=== Data provided ===

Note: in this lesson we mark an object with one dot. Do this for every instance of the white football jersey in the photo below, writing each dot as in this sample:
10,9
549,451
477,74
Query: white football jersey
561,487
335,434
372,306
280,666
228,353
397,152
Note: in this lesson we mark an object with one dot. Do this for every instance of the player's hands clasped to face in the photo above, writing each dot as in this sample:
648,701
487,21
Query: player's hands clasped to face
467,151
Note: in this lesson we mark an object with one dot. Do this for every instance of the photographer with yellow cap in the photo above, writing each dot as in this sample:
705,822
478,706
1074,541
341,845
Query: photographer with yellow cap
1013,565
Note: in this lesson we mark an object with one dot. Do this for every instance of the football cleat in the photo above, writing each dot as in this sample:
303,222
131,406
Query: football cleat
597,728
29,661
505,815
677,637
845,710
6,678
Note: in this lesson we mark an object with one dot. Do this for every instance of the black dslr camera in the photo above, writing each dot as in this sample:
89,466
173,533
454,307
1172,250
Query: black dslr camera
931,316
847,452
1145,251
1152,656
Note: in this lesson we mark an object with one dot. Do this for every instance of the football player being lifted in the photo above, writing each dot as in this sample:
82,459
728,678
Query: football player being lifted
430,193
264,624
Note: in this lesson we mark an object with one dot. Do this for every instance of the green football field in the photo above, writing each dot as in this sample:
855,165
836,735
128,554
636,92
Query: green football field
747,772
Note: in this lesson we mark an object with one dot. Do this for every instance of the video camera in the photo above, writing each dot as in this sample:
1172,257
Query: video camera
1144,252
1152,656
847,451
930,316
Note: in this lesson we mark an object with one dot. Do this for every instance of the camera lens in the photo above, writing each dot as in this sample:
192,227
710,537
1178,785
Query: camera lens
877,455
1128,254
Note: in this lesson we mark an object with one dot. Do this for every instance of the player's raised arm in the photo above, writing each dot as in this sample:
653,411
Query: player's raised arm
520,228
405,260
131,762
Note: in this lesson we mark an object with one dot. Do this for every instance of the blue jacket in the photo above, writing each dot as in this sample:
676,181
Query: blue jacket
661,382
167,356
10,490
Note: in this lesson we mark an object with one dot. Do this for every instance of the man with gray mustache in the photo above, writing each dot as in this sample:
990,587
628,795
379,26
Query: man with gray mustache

===

### Action item
The output must consist solely of the lines from the one containing "Query: photographer with yellow cap" through the end of the listing, unaltered.

### Expected output
Query: photographer with yellow cap
1013,565
Note: in this lesson we mark an object with one dot. Do this for every instance of the football cleat in the photo above, writing each dot as in this sample:
303,222
131,406
Query: football cleat
597,728
29,661
505,815
677,637
845,710
6,678
Note: in this lesson we mark an object with one dot. Do this for every instance of the black dslr camera in the photo above, writing each dot as in this sample:
89,466
173,533
454,307
1172,250
Query: black dslr camera
931,316
847,452
1145,251
1152,656
Note: in this lesson we mark an object with one dot. Do this for every instance of the football player being lifted in the photo above, writing each dot as in this sample:
82,459
728,678
Query: football player being lifted
430,193
264,624
Note: in this lesson we mark an object with one dot. Do this for every instance of the green football field in the photo above, writing each dot as in this sample:
855,165
836,735
128,554
636,92
Query: green football field
747,772
Note: in this lesson we mark an object with one dot. Do this for every instance of the video camera in the photo above, writing each dot as in this sample:
1172,257
Query: video camera
1144,252
1152,656
847,451
930,316
Note: in this lesson we mark an object with one dot. Do this for every instance of the camera lens in the photo above, writing each dot as in this sample:
192,227
710,537
1178,785
Query: camera lens
877,455
1128,254
Note: in this lesson we mark an object with one dot. Do this for every instance of the player's raised arm in the photo above, writing each dot as in this sample:
653,411
Query: player's raised arm
520,228
405,260
131,762
Note: in this lesson we mark an object with one dot. Do this for every instance of the blue jacket in the photo above, writing each dot as in this sample:
676,181
Query: blue jacket
661,382
167,356
10,490
Note: in this lesson we mark an object with one dot. Do this for every instance of the man with gray mustache in the photo above, writing each dot as in this sample:
990,587
628,795
379,26
Query: man with gray mustache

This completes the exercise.